**Extracted records:**
----

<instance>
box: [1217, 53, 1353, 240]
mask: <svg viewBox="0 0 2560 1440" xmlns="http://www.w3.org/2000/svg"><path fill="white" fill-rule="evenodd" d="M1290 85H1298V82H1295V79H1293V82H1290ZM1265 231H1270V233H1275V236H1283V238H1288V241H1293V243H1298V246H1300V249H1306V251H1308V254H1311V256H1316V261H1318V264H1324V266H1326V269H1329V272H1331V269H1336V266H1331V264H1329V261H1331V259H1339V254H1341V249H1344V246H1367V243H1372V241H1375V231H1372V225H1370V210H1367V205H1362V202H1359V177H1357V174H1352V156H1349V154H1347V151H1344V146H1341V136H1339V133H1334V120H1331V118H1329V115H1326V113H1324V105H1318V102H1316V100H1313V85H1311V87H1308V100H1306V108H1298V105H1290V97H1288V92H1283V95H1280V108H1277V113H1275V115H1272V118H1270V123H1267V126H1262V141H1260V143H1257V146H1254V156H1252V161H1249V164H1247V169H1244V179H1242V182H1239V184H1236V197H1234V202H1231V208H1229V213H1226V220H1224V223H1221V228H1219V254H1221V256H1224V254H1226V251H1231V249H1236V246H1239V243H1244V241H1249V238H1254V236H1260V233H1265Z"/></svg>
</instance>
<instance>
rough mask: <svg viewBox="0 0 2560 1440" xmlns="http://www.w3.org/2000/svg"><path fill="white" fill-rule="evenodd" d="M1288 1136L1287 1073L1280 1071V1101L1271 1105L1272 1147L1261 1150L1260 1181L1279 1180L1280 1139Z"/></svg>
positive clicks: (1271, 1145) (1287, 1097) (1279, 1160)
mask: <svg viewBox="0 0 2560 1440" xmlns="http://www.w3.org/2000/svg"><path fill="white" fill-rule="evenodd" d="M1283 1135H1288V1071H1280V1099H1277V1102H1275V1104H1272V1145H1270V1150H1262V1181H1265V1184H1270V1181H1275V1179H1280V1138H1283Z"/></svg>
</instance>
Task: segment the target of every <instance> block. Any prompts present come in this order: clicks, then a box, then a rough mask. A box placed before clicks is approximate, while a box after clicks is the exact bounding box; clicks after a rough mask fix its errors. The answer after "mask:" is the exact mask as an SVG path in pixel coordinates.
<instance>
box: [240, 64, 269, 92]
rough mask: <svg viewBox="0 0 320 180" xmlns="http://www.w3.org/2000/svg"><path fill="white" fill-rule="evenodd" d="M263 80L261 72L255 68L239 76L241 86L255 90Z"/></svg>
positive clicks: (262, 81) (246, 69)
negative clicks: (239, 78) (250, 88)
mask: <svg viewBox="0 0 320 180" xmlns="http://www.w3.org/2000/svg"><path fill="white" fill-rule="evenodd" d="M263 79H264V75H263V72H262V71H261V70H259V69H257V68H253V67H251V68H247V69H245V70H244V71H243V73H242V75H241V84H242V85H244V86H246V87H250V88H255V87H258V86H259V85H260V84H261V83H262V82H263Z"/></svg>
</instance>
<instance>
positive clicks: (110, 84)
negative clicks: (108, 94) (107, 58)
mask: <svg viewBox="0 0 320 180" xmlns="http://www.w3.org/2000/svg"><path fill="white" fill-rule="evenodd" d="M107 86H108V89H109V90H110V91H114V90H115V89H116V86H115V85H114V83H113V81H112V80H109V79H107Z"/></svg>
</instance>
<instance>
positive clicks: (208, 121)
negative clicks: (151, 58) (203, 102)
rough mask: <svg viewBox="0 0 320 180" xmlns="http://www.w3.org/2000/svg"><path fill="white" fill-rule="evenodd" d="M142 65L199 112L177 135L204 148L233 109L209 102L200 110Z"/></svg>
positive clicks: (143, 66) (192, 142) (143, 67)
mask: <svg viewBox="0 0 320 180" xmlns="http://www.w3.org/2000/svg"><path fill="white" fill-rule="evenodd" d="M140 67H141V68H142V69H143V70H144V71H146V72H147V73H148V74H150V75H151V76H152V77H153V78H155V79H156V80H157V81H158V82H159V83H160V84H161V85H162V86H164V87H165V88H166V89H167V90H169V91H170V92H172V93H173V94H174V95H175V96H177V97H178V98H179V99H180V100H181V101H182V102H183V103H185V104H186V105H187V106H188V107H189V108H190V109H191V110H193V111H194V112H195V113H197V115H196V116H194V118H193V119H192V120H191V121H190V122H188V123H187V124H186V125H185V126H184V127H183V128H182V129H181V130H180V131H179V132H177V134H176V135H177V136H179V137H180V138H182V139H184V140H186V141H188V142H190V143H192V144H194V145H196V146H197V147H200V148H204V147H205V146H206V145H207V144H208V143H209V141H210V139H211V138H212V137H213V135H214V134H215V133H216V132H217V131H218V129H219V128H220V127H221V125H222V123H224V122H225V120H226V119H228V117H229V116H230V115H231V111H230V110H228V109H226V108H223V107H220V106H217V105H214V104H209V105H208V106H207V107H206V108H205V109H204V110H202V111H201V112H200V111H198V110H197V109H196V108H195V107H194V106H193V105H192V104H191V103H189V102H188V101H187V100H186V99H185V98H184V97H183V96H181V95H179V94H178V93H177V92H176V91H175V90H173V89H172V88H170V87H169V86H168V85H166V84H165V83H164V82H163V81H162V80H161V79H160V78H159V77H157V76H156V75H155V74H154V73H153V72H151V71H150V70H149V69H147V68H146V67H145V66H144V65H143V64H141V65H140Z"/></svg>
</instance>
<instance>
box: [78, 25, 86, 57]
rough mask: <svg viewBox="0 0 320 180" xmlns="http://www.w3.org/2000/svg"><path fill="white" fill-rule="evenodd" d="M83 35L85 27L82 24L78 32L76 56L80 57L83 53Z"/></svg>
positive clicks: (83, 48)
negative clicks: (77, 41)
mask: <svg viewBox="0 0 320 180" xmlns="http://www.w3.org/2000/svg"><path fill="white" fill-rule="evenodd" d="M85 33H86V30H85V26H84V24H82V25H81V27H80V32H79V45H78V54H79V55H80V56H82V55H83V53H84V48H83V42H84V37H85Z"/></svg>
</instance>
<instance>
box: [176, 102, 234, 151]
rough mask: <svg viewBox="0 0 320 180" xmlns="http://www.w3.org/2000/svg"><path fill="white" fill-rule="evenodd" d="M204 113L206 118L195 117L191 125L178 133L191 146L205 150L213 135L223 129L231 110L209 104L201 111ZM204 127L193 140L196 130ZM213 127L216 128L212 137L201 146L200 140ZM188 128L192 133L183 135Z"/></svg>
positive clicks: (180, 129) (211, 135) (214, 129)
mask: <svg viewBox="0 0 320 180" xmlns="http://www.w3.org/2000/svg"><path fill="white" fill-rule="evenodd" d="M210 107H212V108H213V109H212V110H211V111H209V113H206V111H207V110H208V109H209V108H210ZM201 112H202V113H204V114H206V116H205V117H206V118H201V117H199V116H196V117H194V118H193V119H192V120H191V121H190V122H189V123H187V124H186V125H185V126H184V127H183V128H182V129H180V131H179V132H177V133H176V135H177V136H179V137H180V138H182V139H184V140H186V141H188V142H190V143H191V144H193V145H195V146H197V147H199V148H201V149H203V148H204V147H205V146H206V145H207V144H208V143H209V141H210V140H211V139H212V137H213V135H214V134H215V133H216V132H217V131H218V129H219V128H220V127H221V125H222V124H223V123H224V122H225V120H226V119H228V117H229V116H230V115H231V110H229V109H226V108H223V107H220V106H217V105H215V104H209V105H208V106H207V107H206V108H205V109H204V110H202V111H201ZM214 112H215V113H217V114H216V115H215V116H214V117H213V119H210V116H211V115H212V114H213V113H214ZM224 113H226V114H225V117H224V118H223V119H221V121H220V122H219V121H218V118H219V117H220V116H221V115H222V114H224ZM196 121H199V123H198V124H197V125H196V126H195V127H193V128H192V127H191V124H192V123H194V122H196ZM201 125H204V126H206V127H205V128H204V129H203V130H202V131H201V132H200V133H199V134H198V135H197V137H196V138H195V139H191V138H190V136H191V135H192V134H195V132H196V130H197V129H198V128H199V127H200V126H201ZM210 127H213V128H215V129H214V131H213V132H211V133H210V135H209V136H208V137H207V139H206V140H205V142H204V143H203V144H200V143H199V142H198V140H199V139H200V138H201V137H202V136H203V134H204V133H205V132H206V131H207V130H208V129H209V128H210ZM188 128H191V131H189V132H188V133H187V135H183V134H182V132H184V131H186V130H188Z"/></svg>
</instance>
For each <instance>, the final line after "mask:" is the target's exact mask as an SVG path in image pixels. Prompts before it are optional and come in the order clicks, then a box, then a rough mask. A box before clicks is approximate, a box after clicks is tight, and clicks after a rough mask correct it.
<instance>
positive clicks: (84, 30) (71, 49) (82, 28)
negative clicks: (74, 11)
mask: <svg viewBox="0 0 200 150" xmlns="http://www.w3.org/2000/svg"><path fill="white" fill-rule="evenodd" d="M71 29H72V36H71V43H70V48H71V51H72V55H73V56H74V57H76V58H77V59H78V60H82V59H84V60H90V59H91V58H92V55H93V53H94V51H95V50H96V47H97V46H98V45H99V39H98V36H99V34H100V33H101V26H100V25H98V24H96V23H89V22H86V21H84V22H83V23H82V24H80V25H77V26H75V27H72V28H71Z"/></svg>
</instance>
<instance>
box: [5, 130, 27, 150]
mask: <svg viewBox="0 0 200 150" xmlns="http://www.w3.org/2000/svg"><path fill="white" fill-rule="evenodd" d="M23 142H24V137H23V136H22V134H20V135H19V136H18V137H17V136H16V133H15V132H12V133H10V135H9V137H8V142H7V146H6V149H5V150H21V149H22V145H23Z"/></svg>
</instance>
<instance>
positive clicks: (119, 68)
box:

----

**Exercise details:** Extract every line from the records above that contains the string "target", treating uppercase and lowercase as distinct.

**Result of the task:**
Task: segment the target of every <instance> block. Any prompts present come in this order: clicks, then a box, then a rough mask. A box placed before clicks is approximate, while a box after clicks is the exact bounding box; clicks after a rough mask fix its errors. The answer after "mask:" is the exact mask as an SVG path in pixel coordinates.
For each <instance>, the final line after "mask:" is the target's exact mask as an SVG path in image pixels. Prompts before it are optional and come in the order clicks, then a box, then a rough mask. A box before clicks is approximate, a box after clicks is tight, and clicks after a rough mask correct it.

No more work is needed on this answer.